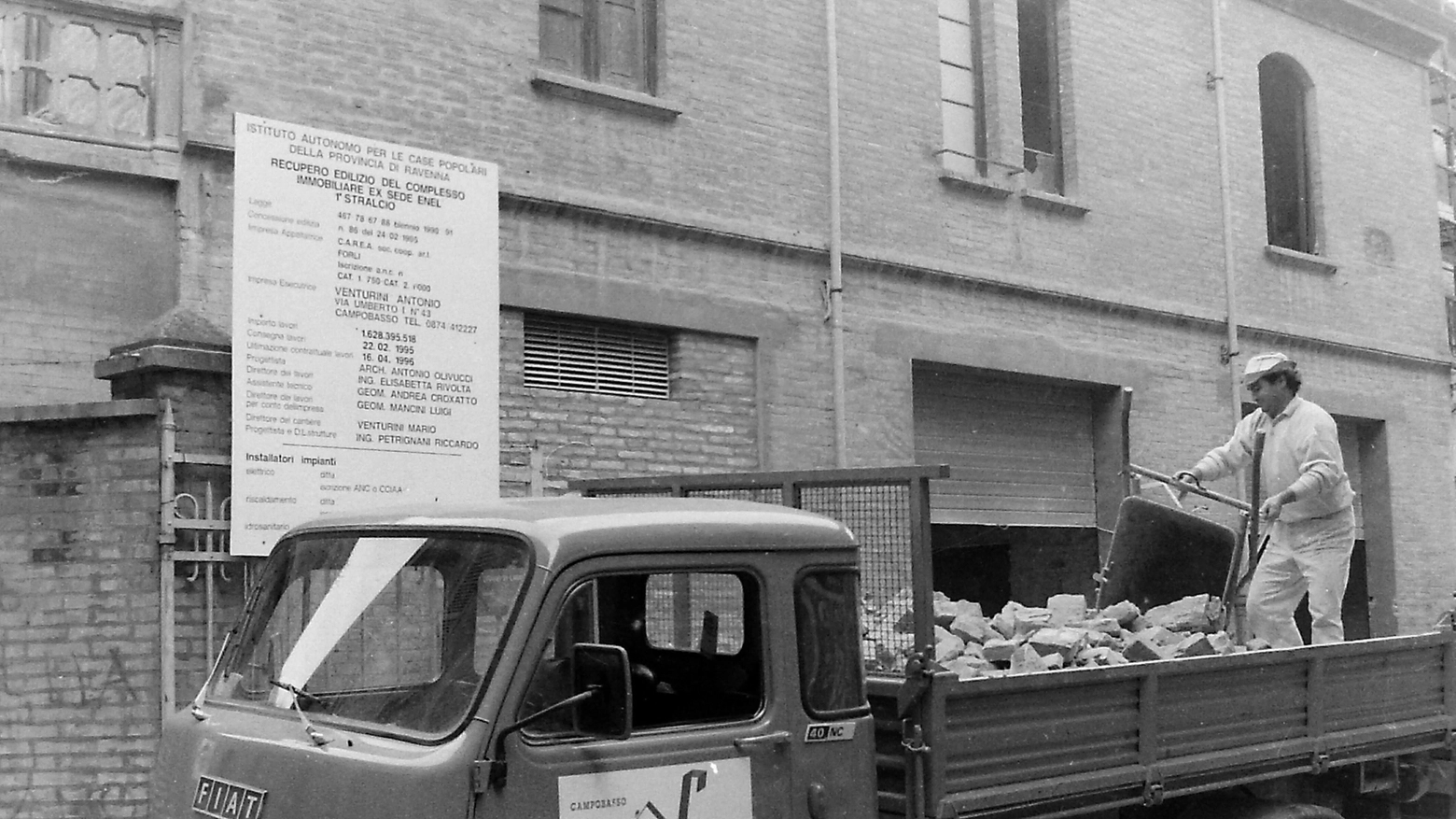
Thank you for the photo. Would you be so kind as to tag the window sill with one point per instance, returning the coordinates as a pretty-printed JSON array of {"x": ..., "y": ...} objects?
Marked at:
[
  {"x": 974, "y": 184},
  {"x": 1053, "y": 203},
  {"x": 1303, "y": 261},
  {"x": 603, "y": 95},
  {"x": 73, "y": 152}
]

■ ■ ■ ■ ■ ■ ■

(Problem) Could you give the listing again with "window sill" swapped for "door frame" and everything else unchanged, leaving out the pictures?

(Final result)
Thank you for the photo. Would you be so kind as to tag the door frame with one point per instance, returning the coordinates as a pretty-printed JSON array of {"x": ..., "y": ...} objects?
Marked at:
[
  {"x": 974, "y": 184},
  {"x": 1053, "y": 203},
  {"x": 1303, "y": 261},
  {"x": 603, "y": 95},
  {"x": 73, "y": 152}
]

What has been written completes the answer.